(DATA TO EXAMINE begins)
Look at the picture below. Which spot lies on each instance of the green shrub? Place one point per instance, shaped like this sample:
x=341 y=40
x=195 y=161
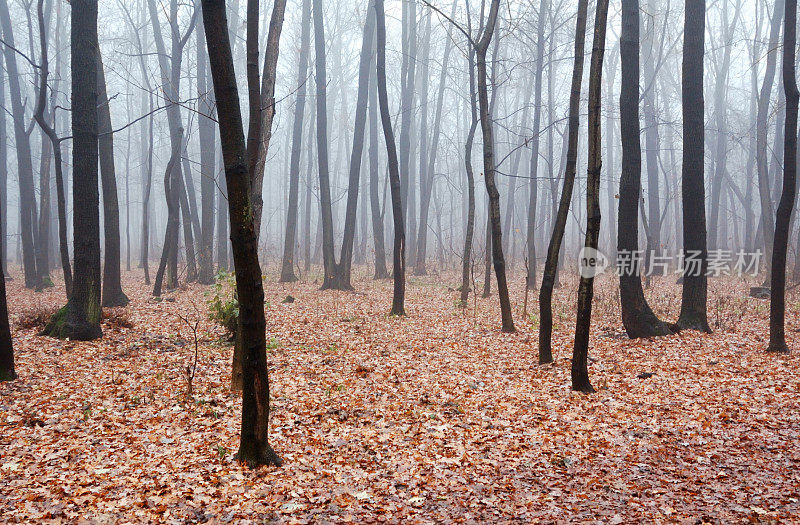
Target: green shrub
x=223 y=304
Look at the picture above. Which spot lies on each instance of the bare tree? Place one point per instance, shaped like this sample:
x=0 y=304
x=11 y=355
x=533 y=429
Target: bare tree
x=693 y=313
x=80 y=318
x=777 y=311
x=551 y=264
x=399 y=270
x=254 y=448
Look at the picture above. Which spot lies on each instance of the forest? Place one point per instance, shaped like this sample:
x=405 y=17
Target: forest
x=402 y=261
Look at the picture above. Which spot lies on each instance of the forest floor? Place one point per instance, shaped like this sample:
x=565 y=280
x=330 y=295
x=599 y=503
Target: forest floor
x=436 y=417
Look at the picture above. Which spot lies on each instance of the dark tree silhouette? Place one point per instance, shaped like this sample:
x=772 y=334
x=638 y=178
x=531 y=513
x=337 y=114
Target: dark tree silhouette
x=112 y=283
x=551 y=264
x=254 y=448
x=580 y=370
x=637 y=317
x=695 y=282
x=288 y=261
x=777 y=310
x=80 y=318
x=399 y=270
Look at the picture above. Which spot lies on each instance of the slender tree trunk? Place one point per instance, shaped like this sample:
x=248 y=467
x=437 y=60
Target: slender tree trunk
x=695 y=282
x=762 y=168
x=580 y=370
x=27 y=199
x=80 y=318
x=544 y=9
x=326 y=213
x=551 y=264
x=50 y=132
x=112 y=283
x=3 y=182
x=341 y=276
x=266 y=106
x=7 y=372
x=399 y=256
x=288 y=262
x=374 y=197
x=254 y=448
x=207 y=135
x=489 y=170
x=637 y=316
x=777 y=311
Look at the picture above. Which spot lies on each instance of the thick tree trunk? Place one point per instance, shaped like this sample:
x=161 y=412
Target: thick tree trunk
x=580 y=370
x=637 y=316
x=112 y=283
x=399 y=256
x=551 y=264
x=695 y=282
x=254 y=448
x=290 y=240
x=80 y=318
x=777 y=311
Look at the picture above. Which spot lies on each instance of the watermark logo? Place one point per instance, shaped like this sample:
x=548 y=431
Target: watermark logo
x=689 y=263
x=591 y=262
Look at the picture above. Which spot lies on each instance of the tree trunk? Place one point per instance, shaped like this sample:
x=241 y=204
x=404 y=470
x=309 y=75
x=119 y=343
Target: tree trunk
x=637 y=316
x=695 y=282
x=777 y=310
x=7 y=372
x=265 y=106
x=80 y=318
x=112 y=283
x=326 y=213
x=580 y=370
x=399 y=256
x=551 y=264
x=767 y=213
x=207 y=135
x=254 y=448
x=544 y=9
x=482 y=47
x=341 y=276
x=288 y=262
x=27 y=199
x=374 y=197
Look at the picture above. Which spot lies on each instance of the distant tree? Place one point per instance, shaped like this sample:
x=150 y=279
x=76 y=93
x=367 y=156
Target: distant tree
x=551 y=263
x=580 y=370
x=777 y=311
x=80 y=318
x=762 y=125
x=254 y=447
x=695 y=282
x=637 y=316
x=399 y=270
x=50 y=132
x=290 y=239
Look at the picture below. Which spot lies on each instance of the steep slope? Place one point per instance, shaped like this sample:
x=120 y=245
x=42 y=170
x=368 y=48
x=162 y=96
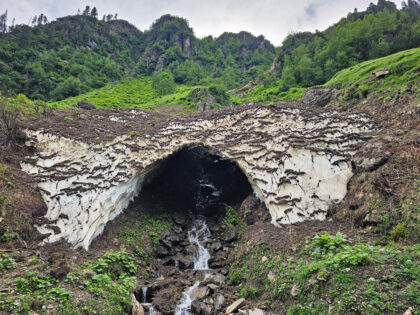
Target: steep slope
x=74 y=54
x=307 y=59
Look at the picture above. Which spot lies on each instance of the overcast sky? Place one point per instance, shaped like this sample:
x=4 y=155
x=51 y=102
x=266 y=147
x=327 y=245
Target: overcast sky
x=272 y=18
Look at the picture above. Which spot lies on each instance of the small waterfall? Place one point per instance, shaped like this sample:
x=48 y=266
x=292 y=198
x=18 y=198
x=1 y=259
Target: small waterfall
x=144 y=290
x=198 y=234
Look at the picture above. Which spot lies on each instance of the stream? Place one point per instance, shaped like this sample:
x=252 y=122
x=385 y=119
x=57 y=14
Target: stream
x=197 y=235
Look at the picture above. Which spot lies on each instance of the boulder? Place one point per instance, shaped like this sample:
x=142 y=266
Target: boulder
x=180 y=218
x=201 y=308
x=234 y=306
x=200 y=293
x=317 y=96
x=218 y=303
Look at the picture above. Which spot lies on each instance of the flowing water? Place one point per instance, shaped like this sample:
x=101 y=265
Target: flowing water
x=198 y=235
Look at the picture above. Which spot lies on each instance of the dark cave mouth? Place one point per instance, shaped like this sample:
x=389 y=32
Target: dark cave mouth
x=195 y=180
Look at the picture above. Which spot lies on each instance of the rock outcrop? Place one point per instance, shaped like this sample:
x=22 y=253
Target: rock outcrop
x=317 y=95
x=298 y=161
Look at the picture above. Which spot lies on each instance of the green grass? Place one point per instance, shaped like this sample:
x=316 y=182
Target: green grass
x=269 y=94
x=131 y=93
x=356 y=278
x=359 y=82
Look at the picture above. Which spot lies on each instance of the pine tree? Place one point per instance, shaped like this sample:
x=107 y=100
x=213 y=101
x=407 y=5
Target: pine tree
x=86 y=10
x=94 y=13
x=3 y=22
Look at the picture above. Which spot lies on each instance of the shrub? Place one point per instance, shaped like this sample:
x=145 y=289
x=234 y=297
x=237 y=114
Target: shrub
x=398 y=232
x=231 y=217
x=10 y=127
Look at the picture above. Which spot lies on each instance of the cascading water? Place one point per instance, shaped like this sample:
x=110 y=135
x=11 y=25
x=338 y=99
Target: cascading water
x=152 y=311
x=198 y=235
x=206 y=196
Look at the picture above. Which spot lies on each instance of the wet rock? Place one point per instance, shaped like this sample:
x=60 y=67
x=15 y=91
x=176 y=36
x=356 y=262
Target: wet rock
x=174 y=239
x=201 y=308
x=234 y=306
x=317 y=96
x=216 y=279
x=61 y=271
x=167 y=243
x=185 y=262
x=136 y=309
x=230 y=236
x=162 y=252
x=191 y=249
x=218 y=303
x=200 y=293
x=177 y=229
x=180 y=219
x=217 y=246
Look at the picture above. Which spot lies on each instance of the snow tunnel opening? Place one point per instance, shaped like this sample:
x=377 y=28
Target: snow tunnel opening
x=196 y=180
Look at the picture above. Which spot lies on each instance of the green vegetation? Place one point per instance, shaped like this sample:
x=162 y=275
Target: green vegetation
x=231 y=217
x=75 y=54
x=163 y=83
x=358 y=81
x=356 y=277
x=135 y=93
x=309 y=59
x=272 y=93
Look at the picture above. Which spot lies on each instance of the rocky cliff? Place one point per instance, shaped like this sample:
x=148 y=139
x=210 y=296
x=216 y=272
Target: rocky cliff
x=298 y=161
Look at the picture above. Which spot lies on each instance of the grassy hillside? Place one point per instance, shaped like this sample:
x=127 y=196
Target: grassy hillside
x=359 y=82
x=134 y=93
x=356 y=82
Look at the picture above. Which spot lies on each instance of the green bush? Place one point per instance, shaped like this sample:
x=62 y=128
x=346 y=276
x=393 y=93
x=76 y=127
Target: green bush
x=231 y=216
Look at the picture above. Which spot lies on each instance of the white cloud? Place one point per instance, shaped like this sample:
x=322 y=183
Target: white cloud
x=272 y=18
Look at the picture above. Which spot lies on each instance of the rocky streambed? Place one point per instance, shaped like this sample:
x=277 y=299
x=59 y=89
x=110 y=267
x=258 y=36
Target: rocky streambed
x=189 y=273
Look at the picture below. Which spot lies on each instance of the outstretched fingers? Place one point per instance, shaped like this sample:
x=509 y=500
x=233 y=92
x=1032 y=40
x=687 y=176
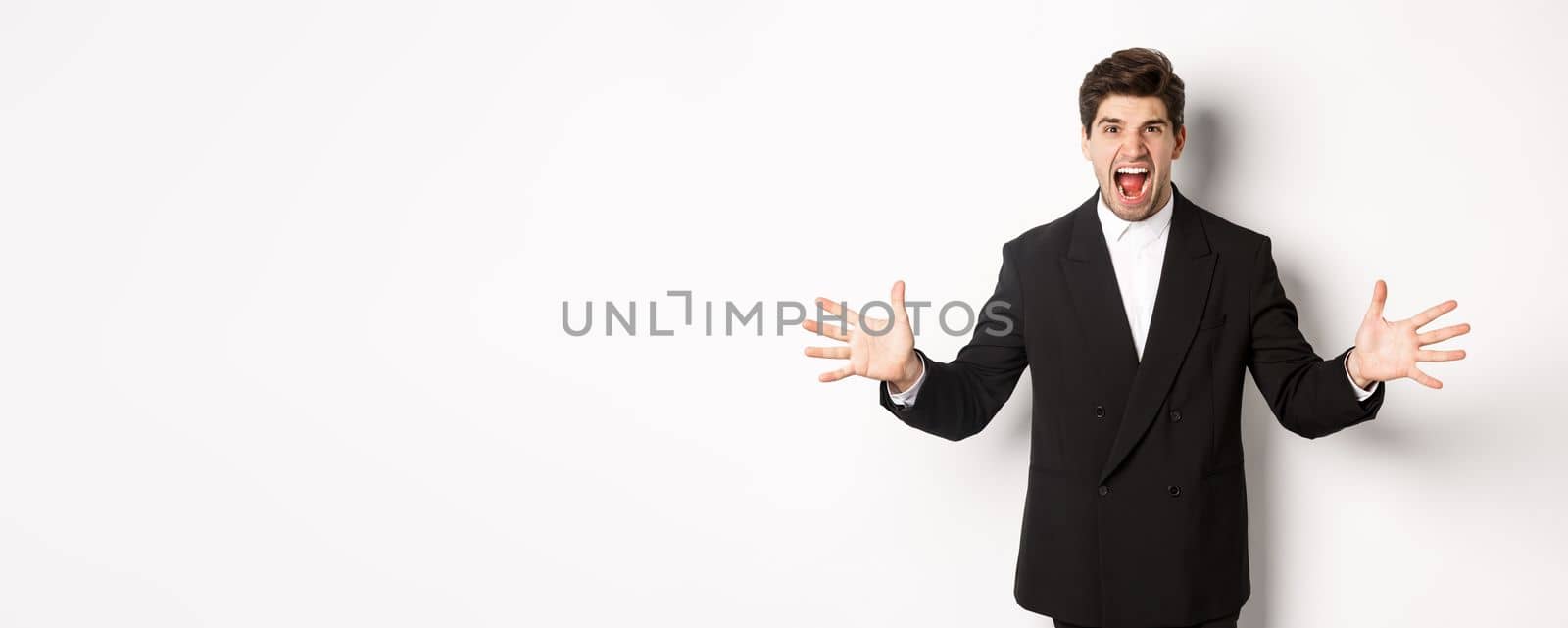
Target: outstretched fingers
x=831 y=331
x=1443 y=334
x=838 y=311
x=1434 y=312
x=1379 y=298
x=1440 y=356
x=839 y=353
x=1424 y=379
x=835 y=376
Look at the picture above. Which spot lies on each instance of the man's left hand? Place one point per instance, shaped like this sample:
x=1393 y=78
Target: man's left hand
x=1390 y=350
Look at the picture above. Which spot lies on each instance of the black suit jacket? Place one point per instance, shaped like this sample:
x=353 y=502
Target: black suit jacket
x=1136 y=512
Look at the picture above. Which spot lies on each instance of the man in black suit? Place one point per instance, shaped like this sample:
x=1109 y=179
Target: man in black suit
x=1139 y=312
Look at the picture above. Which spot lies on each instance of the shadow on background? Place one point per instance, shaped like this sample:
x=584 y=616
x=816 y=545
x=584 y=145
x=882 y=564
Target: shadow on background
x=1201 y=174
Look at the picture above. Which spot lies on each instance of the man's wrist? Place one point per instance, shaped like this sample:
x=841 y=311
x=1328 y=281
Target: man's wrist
(DATA TO EXAMINE ends)
TASK OBJECTIVE:
Check each line above for the string "wrist", then copy the ones that have it.

ANSWER BOX:
Look at the picture above. Which spot lies on each instance of the man's wrist? Place one point per instance, shaped like this sample:
Target: man's wrist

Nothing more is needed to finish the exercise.